Sounds like your engine guy knows the score. I would put my trust in him and stay away from the big thumper to avoid issues etc. It should sound tough enough with the 270 lift. Good luck on the project. Loves me them 56 Chevy wagons, as a matter a fact, never met a wagon I didn't like. ~sololobo~
My OT truck, listed below, is running a 383 Smeding EFI crate motor that dynos 419 hp, 465 lb ft of torque. It is backed by a 700r4 with tough clutches and a stock stall converter. The cam is .468/.478 lift, 210/220 duration and 1.5 roller rockers. It is very streetable with plenty of vacuum and a decent idle. Your combination should do just as well, IMO.
Sounds like all solid advice. Using the 270 cam. Is that the degrees of rotation the cam is pushing up on the lifter then valve? Is there a lift I should be concerned with or are they matched with the duration?

MATERIAL:
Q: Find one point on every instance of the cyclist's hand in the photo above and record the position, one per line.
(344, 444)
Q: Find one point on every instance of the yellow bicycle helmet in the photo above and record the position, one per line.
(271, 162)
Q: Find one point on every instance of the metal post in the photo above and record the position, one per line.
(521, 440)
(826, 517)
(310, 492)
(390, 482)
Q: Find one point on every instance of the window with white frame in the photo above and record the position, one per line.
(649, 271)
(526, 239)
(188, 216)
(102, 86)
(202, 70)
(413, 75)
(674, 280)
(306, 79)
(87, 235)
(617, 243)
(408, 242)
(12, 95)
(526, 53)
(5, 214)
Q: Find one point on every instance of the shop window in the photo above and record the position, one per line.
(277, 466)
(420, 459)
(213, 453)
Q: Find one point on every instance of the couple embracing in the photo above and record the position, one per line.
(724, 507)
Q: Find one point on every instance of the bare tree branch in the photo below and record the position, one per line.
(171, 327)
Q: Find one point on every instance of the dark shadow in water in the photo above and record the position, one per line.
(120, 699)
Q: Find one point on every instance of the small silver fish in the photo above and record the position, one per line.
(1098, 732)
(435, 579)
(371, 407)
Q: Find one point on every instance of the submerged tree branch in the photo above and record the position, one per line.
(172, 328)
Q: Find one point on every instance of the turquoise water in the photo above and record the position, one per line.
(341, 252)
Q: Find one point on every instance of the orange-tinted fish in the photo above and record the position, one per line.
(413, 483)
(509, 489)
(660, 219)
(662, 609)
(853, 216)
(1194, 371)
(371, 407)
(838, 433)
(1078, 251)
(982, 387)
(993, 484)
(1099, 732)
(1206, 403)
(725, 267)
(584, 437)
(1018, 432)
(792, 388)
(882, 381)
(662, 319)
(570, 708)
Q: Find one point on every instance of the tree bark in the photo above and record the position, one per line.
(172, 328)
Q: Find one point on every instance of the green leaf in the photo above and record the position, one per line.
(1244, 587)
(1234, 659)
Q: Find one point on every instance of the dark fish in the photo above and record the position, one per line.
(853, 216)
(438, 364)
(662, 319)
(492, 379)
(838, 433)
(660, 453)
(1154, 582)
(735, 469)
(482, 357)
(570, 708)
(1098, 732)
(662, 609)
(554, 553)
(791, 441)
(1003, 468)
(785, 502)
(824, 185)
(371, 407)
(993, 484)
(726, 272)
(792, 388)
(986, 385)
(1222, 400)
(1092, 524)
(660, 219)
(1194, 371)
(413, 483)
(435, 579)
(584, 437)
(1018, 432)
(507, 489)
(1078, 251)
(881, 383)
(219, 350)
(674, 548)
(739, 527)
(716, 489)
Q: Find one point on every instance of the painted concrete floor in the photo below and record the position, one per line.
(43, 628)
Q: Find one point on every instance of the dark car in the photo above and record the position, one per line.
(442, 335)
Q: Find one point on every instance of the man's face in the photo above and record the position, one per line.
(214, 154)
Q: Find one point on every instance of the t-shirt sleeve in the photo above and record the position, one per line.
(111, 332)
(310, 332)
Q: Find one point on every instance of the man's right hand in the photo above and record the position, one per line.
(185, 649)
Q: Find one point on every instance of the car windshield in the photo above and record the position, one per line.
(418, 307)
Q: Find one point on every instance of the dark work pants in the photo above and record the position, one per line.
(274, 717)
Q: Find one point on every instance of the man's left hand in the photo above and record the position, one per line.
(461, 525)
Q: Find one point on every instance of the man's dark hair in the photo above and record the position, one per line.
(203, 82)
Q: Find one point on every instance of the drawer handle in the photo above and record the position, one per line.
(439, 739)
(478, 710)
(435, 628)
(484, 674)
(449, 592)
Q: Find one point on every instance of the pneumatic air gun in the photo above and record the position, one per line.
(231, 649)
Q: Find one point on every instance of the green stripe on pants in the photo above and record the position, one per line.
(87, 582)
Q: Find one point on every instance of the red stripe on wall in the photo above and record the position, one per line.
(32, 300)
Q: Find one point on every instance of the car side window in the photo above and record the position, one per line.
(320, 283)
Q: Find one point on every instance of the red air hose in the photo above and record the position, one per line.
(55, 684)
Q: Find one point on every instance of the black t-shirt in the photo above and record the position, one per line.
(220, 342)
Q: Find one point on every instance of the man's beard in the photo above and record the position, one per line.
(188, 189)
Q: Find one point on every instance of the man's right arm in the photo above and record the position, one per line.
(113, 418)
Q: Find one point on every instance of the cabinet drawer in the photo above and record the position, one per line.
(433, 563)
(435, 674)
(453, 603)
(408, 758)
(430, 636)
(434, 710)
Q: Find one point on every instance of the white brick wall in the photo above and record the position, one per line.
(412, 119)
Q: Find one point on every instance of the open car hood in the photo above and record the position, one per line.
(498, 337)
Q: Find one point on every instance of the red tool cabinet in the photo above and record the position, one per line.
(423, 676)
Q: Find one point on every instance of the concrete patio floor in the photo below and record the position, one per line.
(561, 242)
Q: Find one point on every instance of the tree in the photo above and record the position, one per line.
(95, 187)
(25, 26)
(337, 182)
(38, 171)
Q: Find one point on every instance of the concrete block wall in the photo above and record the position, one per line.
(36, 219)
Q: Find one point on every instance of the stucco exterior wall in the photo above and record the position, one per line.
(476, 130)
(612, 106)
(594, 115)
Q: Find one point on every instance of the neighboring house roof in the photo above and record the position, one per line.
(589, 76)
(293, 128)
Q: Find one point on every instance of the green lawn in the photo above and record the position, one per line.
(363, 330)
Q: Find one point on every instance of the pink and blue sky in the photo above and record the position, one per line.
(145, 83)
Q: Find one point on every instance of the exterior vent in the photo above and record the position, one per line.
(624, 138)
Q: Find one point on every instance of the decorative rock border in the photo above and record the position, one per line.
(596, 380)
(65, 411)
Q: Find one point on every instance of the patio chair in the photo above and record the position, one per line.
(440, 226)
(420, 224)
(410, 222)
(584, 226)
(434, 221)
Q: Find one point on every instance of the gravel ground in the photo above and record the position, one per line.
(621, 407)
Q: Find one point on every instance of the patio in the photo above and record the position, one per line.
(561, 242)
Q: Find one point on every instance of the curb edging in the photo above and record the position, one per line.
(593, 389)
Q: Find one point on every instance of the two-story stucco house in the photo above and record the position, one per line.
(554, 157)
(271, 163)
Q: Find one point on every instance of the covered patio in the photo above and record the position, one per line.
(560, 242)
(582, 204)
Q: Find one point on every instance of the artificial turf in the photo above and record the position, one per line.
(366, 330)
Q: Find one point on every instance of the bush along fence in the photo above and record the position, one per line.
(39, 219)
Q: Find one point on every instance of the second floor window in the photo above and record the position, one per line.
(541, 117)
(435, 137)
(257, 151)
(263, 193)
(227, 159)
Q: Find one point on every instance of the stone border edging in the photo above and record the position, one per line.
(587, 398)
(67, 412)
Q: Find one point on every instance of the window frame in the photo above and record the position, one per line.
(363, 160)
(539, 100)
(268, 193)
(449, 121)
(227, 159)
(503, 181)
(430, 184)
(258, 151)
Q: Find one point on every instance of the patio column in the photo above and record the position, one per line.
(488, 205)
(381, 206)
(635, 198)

EXERCISE REQUIREMENTS:
A - From the engine thread, list every number the post about the OT truck gives for its horsepower, torque and cam setup, each with its label.
B - Transcribe the part of the engine thread starting with "Sounds like your" and going on through "with the duration?".

WORKED SOLUTIONS:
A -
- 419 hp
- 465 lb ft of torque
- .468/.478 lift
- 210/220 duration
- 1.5 roller rockers

B -
Sounds like your engine guy knows the score. I would put my trust in him and stay away from the big thumper to avoid issues etc. It should sound tough enough with the 270 lift. Good luck on the project. Loves me them 56 Chevy wagons, as a matter a fact, never met a wagon I didn't like. ~sololobo~
My OT truck, listed below, is running a 383 Smeding EFI crate motor that dynos 419 hp, 465 lb ft of torque. It is backed by a 700r4 with tough clutches and a stock stall converter. The cam is .468/.478 lift, 210/220 duration and 1.5 roller rockers. It is very streetable with plenty of vacuum and a decent idle. Your combination should do just as well, IMO.
Sounds like all solid advice. Using the 270 cam. Is that the degrees of rotation the cam is pushing up on the lifter then valve? Is there a lift I should be concerned with or are they matched with the duration?